[Collected data]
● ● ●
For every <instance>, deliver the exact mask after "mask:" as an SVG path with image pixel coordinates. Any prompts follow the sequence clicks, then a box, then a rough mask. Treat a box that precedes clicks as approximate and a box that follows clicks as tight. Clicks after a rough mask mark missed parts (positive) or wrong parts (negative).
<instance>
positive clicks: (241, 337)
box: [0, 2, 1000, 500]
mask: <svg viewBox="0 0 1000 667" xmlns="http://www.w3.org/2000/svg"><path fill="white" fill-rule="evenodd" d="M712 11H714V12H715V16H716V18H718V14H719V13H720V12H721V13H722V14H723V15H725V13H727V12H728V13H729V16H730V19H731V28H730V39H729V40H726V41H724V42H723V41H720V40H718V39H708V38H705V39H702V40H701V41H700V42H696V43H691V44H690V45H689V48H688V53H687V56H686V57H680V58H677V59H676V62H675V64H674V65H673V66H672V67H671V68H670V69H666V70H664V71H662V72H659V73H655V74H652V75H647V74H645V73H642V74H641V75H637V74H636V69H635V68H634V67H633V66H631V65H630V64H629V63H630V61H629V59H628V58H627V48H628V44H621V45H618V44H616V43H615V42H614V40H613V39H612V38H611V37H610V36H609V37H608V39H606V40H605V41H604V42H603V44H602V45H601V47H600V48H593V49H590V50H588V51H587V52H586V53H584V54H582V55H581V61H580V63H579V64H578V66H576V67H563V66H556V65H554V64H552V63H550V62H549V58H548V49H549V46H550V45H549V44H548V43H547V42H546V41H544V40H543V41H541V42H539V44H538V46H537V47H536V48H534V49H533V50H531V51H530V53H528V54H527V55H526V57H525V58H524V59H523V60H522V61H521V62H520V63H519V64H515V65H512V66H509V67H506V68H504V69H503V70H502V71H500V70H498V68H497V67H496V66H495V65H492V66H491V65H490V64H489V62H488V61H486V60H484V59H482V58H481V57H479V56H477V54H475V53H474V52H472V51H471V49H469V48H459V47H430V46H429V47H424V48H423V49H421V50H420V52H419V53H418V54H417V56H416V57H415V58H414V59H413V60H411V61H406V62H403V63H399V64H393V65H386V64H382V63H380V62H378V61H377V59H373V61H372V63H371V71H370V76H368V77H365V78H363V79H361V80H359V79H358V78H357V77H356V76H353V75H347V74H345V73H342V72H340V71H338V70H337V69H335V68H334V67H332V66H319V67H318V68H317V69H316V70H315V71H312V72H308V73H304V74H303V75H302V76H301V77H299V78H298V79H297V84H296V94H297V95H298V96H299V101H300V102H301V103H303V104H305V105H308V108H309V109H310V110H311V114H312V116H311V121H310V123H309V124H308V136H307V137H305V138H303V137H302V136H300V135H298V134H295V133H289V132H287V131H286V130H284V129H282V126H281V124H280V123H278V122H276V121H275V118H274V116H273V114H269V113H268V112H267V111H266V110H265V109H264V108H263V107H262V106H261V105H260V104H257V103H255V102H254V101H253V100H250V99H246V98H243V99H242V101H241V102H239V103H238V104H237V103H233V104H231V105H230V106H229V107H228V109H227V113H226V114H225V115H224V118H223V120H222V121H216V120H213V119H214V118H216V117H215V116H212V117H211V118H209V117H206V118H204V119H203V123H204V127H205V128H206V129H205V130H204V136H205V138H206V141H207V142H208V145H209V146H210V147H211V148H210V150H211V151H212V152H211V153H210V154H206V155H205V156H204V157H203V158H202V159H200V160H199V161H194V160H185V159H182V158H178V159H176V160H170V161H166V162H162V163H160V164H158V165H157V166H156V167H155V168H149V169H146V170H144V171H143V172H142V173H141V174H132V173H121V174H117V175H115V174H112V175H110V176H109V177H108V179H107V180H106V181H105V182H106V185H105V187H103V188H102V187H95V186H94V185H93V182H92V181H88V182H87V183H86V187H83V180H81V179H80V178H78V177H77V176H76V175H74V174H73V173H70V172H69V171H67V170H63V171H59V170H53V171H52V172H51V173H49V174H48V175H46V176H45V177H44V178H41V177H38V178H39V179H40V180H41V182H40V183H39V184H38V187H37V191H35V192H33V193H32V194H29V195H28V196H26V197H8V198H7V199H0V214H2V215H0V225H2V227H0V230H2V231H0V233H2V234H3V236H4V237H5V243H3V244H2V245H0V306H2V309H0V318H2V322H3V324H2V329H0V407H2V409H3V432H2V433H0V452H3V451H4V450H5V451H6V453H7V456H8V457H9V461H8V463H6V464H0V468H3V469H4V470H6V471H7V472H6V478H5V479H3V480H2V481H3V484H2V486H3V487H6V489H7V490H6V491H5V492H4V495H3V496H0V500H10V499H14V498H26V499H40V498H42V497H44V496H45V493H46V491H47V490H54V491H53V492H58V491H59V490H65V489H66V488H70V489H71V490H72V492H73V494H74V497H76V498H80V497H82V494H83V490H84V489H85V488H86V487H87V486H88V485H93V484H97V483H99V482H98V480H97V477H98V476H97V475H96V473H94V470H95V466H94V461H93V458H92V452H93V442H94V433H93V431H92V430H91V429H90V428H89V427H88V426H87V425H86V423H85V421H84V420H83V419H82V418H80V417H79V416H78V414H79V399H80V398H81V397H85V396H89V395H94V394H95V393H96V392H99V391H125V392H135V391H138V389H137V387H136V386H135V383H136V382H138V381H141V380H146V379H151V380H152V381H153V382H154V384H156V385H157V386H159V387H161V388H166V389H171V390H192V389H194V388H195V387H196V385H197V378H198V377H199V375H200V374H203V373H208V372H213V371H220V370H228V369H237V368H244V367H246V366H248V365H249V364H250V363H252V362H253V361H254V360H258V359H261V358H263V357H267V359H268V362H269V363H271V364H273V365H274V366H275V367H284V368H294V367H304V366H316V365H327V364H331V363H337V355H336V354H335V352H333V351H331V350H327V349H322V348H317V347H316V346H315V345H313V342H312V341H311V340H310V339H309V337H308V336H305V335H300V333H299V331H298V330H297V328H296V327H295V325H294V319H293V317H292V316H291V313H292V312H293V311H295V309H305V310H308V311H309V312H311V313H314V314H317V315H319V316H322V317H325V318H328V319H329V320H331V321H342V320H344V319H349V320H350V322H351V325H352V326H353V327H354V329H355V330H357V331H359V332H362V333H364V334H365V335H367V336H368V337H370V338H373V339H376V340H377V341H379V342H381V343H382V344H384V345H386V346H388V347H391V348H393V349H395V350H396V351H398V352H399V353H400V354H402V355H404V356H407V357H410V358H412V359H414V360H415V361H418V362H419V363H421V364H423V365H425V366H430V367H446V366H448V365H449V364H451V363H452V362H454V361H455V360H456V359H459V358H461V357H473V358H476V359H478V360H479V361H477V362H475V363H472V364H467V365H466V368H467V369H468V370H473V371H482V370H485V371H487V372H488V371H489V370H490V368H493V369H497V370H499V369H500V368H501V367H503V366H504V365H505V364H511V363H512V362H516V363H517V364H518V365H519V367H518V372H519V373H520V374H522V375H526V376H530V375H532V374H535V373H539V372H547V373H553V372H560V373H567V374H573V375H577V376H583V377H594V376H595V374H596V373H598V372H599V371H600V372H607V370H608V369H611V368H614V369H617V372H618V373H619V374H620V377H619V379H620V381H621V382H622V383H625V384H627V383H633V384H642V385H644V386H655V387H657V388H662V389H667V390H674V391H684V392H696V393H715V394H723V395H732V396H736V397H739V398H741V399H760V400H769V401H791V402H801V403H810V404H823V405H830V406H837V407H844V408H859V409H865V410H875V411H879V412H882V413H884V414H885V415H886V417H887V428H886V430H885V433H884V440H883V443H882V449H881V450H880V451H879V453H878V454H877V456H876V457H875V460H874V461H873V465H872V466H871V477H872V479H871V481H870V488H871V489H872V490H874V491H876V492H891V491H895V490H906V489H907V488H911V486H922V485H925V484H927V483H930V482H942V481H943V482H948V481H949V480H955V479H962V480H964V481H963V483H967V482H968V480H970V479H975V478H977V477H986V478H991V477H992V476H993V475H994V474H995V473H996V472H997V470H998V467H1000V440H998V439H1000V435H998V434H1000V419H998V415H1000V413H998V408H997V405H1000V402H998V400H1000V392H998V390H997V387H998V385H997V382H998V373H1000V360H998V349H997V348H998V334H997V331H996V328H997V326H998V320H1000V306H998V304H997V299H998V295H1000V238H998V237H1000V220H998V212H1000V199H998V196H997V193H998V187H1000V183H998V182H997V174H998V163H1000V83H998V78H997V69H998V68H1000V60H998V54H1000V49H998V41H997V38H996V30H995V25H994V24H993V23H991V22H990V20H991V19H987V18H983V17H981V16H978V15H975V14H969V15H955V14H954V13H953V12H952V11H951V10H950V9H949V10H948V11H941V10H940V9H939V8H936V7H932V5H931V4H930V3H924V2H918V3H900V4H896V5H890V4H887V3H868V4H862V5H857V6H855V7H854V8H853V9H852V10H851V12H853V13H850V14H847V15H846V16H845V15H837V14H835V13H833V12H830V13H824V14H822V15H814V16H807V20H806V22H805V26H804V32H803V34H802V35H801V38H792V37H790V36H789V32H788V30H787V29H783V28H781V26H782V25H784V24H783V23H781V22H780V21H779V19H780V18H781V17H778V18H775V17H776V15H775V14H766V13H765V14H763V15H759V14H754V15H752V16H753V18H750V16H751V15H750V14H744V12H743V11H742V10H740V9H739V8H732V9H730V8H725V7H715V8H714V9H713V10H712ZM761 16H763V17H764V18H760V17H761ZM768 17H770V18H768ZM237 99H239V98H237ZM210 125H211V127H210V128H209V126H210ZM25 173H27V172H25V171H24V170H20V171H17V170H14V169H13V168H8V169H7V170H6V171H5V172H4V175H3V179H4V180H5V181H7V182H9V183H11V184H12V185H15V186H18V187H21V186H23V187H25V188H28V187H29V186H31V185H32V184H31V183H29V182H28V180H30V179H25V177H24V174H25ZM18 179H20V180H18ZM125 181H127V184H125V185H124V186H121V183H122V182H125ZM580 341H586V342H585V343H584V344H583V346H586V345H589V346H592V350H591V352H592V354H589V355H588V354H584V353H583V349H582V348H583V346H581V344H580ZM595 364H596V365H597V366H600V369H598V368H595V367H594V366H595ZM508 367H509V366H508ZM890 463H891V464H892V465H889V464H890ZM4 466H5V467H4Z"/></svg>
● ● ●
* WHAT THE TASK REQUIRES *
Please pull out the lines from the beginning of the entries through the line containing "box: [0, 2, 1000, 500]", including both ends, and reproduce them verbatim.

* ANSWER *
For every <instance>, deliver the exact mask after "mask:" as an SVG path with image pixel coordinates. Any prompts follow the sequence clicks, then a box, then a rough mask. Treat a box that precedes clicks as approximate and a box that follows clicks as tight. Clicks after a rough mask mark missed parts (positive) or wrong parts (negative).
<instance>
positive clicks: (241, 337)
box: [0, 2, 1000, 500]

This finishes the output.